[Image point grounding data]
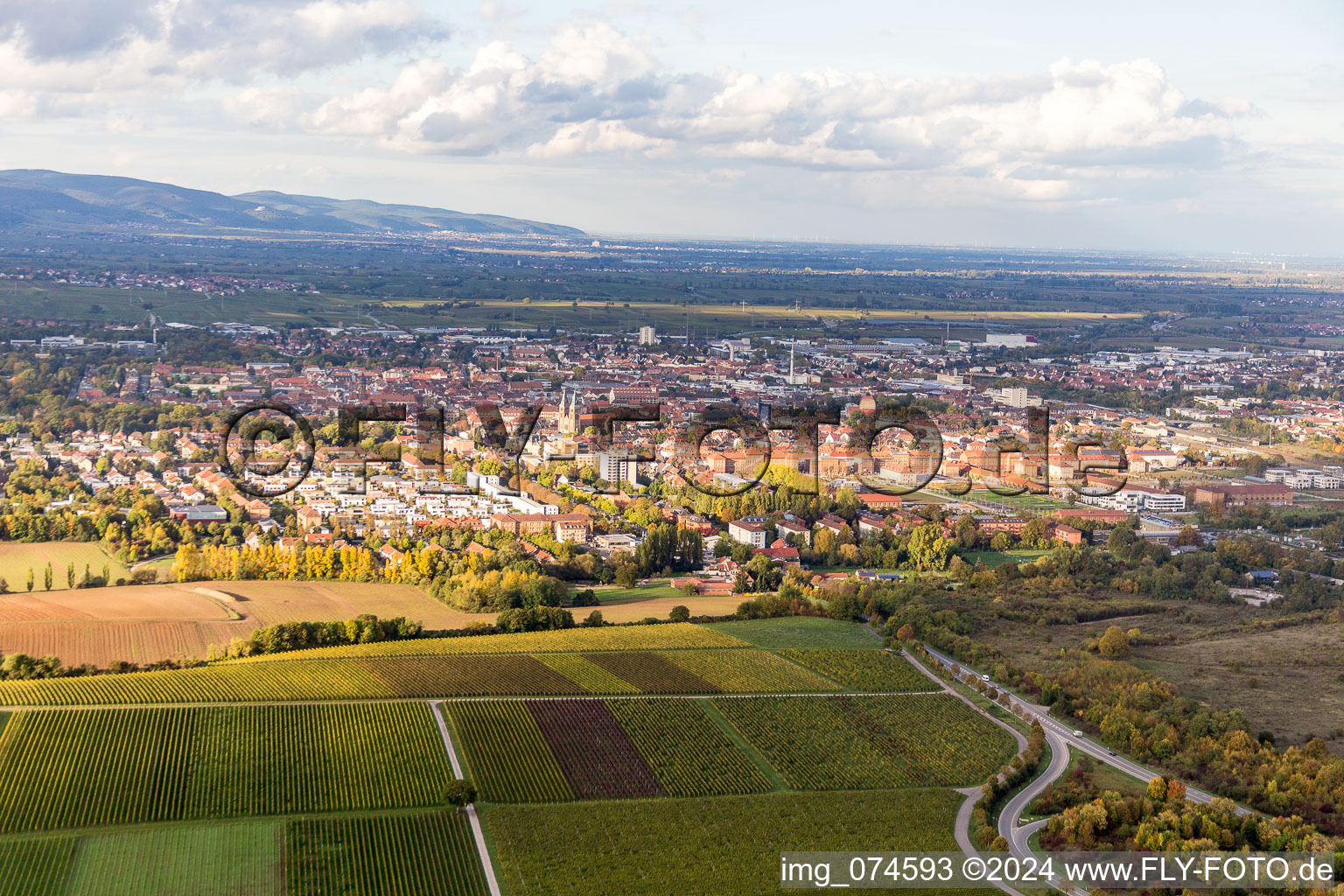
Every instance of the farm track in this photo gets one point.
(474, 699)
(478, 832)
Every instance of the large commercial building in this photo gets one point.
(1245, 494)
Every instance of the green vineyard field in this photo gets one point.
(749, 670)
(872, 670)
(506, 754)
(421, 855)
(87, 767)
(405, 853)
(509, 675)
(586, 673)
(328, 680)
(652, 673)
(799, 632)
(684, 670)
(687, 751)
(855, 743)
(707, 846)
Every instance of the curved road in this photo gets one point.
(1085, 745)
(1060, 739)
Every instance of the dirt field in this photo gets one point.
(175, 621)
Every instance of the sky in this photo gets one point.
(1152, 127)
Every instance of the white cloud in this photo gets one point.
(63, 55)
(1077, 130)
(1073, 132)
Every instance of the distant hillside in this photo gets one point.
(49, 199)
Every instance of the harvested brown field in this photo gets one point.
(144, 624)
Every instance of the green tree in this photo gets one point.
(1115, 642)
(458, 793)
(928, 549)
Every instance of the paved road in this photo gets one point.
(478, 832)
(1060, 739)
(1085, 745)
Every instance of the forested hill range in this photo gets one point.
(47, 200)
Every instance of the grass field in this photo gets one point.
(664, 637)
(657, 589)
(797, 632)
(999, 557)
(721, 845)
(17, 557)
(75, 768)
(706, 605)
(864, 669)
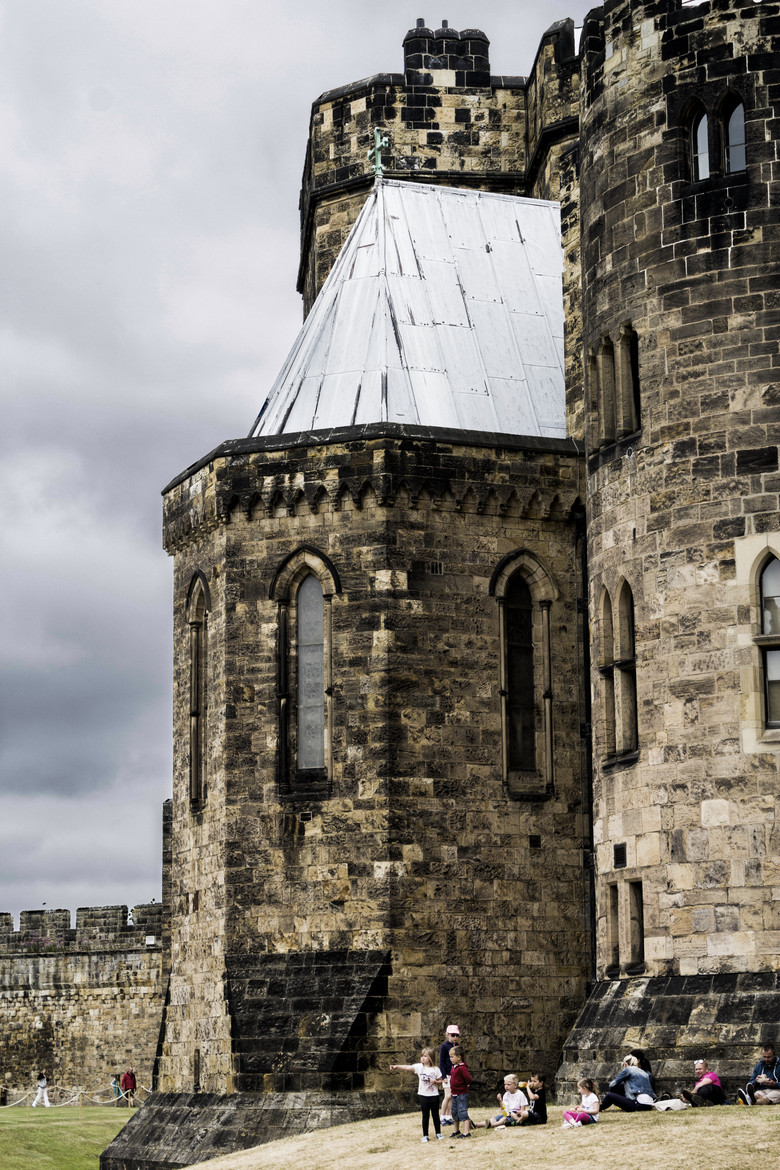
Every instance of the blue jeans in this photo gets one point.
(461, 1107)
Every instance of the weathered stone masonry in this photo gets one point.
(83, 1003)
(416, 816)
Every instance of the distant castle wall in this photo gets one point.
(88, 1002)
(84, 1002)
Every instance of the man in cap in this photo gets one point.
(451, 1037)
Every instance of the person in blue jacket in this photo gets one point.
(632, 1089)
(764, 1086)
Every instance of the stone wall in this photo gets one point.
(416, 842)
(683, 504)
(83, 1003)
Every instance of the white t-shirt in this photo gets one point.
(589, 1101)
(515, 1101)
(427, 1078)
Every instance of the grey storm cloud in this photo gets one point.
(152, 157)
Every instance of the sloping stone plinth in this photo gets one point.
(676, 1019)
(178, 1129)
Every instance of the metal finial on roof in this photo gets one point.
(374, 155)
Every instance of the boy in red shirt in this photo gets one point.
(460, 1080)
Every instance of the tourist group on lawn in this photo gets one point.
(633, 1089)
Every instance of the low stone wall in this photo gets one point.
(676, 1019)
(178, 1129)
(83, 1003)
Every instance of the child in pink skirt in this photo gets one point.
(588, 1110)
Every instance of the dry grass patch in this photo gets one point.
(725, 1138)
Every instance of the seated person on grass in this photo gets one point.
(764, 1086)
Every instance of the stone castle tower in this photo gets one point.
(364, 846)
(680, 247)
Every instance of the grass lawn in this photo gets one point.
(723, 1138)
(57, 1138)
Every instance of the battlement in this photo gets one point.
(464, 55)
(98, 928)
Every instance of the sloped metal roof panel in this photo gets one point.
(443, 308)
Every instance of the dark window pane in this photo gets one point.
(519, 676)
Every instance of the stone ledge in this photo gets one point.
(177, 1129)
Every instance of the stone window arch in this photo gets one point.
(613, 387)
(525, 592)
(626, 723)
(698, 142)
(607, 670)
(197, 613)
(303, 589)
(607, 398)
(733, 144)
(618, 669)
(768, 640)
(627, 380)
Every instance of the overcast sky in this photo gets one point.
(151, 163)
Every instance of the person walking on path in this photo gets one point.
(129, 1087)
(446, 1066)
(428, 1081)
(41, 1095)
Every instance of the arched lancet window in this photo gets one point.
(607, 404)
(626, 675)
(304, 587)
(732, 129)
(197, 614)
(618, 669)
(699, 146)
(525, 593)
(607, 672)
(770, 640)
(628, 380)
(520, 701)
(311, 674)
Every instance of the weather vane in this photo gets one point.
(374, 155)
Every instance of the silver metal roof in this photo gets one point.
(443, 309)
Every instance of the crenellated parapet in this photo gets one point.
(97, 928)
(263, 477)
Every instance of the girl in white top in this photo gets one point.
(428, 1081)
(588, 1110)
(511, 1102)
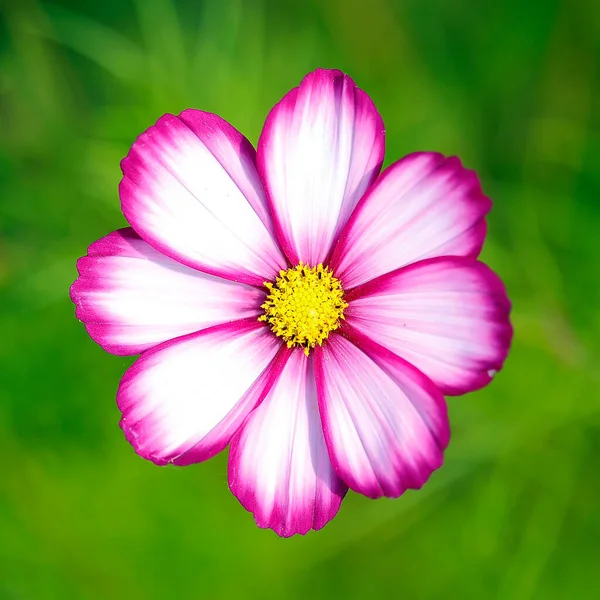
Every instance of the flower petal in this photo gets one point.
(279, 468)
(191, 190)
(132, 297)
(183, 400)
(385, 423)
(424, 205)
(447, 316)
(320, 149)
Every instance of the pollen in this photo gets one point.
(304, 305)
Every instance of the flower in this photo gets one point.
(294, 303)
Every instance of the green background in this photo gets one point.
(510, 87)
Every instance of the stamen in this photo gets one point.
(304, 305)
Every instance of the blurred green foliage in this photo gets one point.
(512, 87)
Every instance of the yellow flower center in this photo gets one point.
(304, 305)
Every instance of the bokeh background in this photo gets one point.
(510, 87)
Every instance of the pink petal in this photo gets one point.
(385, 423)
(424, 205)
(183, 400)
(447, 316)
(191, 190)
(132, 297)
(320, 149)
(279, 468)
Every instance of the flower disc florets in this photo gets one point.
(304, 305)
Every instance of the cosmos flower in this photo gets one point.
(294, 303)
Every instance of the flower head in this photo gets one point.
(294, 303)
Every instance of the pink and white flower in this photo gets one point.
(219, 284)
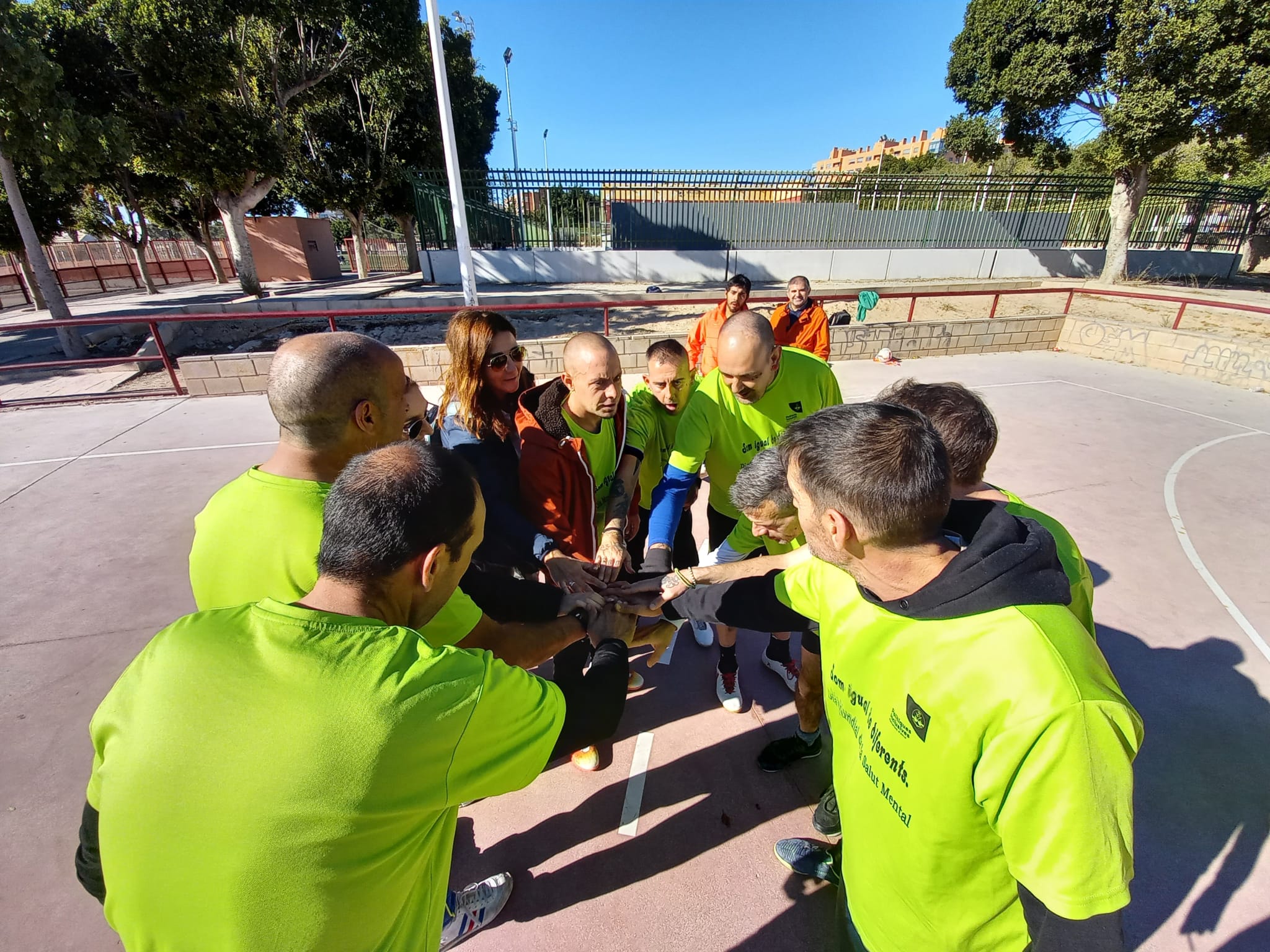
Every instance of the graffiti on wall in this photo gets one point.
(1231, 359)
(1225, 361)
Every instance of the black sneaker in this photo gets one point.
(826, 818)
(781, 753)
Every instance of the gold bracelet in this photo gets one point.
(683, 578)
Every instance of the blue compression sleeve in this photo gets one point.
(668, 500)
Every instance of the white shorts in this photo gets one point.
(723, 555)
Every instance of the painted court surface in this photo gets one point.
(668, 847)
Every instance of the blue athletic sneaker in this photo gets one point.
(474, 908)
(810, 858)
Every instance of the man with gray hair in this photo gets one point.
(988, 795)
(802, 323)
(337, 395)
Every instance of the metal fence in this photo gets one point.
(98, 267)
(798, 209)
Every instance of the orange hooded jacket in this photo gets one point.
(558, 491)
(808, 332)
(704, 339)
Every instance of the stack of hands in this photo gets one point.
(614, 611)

• ABOUT THIS TASK
For this exercise, return the data above exactly and leave every picture out.

• SOLUTION TO THIS EXERCISE
Every instance of the farm track in this photo gets one point.
(474, 699)
(478, 832)
Every instance of the large commercial building in this photo gets one point.
(1245, 494)
Every instance of the green vineyard field in this photo gets one point.
(749, 670)
(872, 670)
(506, 754)
(421, 855)
(87, 767)
(405, 853)
(509, 675)
(586, 673)
(328, 680)
(652, 673)
(799, 632)
(684, 670)
(687, 751)
(855, 743)
(707, 846)
Every instance of the curved road in this photo gets one point.
(1085, 745)
(1060, 739)
Every instance of the dirt field in this photo gets one point.
(175, 621)
Every instance of the sky in this photo gets one point.
(1152, 127)
Every instance of the white cloud in this photo gets one point.
(63, 55)
(1077, 130)
(1073, 132)
Every instance of the distant hillside in this photo gets one point.
(49, 199)
Every instance of the harvested brown field in this photo gets one point.
(144, 624)
Every instance of the green tree in this photo gets one point.
(1115, 642)
(458, 793)
(928, 549)
Every instance of the paved road in this photo gets one point.
(478, 832)
(1060, 739)
(1085, 745)
Every instance of the forested hill range in this photo gets one point.
(47, 200)
Every instance of the grass field in this photo gets one point.
(664, 637)
(657, 589)
(797, 632)
(999, 557)
(721, 845)
(17, 557)
(75, 768)
(706, 605)
(864, 669)
Every instance of the blue jeans in this photo gets one point.
(461, 1107)
Every instance of the weathered stone masonry in this photo gets one point.
(83, 1003)
(416, 816)
Every instance of the distant castle wall in this photo gets one point.
(88, 1002)
(84, 1002)
Every instance of the man in cap in this photo gets one point.
(451, 1037)
Every instance of the person in blue jacket in this photo gets one point.
(632, 1089)
(764, 1086)
Every instance of the stone wall in this photo gets one point.
(416, 842)
(683, 504)
(83, 1003)
Every instance of the white t-shirt in this photo gets one point.
(589, 1101)
(515, 1101)
(427, 1078)
Every instance of the grey storm cloud in this photo gets one point.
(152, 157)
Every instance of the sloping stone plinth in this photo gets one point.
(676, 1019)
(178, 1129)
Every instance of the metal finial on roof in this photo gets one point.
(374, 155)
Every instance of the boy in red shirt in this photo gets one point.
(460, 1080)
Every instance of the tourist group on lawn in this photo gets one point.
(633, 1089)
Every instance of the low stone wall in this photo gets one point.
(676, 1019)
(178, 1129)
(83, 1003)
Every instance of the child in pink skirt in this photo gets one point.
(588, 1110)
Every instance of the dry grass patch in this photo gets one point.
(725, 1138)
Every instance of the seated person on grass in this photo gets one point.
(764, 1086)
Every instance of the stone castle tower in this photo gets one point.
(364, 846)
(680, 247)
Every instance of the grass lawn in this photo gets one point.
(723, 1138)
(57, 1138)
Every instance of the battlement in this photo gets one point.
(464, 55)
(98, 928)
Every instance of the sloped metal roof panel in this photo gets one point.
(443, 308)
Every instance of the dark window pane in this photo gets one point.
(519, 676)
Every instance of the stone ledge in this photo gets one point.
(177, 1129)
Every instance of the stone window arch in this photo gets one point.
(613, 387)
(525, 592)
(626, 723)
(698, 142)
(607, 670)
(197, 613)
(303, 589)
(607, 398)
(733, 144)
(618, 669)
(768, 640)
(627, 380)
Every instance of the overcast sky in this photo gets one point.
(151, 163)
Every instance of the person walking on path in this photo gets one point.
(129, 1087)
(446, 1066)
(428, 1081)
(41, 1095)
Every instance of the arched lancet window in this photo gets one point.
(607, 404)
(626, 675)
(304, 587)
(732, 129)
(197, 614)
(618, 669)
(699, 146)
(525, 593)
(607, 672)
(770, 640)
(628, 380)
(520, 701)
(311, 674)
Every instance of the weather vane in this photo gets one point.
(374, 155)
Every instance of the silver metal roof in this photo gets one point.
(443, 309)
Every instance of the crenellated parapet in this photo gets one point.
(97, 928)
(263, 477)
Every instance of the girl in white top in this photo gets one point.
(428, 1081)
(588, 1110)
(511, 1102)
Every instance of the flower petal in this photo gets one point.
(279, 468)
(191, 190)
(132, 297)
(183, 400)
(385, 423)
(424, 205)
(447, 316)
(320, 149)
Every instance of the pollen in this photo gets one point.
(304, 305)
Every instance of the flower in this photo gets one point.
(294, 303)
Every instance of the green background in this photo gets one point.
(510, 87)
Every instance of the stamen in this photo gets one point.
(304, 305)
Every instance of the blurred green foliage in this photo gets one point.
(512, 87)
Every instance of the yellow flower center in this photo gets one point.
(304, 305)
Every instance of the bokeh background in this photo gets one point.
(510, 87)
Every instance of the pink petal in this photo gets one point.
(385, 423)
(424, 205)
(183, 400)
(447, 316)
(191, 190)
(132, 297)
(320, 149)
(279, 468)
Every instance of the flower disc florets in this photo gets one point.
(304, 305)
Every instance of the cosmos flower in this photo gets one point.
(294, 303)
Every instance of the flower head in this photo gets one point.
(294, 303)
Every instance of the pink and white flower in this photo gets one point.
(219, 284)
Every instance of the graffiti on wall in this photo gets one point.
(1231, 359)
(1225, 361)
Every instance of the black sneaker in this photo gets one point.
(826, 818)
(781, 753)
Every instance of the gold bracelet in this photo gets one point.
(683, 578)
Every instance of the blue compression sleeve in this photo gets one point.
(668, 500)
Every instance of the white shorts in this photo gets one point.
(723, 555)
Every instance of the painted court surface in this photo gets one point.
(668, 847)
Every instance of the blue athletic sneaker in this photo gets one point.
(474, 908)
(810, 858)
Every instance of the man with gray hair in this photo gets one point.
(988, 795)
(802, 323)
(337, 395)
Every instance of the metal fence in this photo gets one point.
(98, 267)
(798, 209)
Every instance of the orange hooded jacket in this photo gets one point.
(558, 491)
(808, 332)
(704, 339)
Every instance of the stack of hands in this photo gets one point.
(614, 611)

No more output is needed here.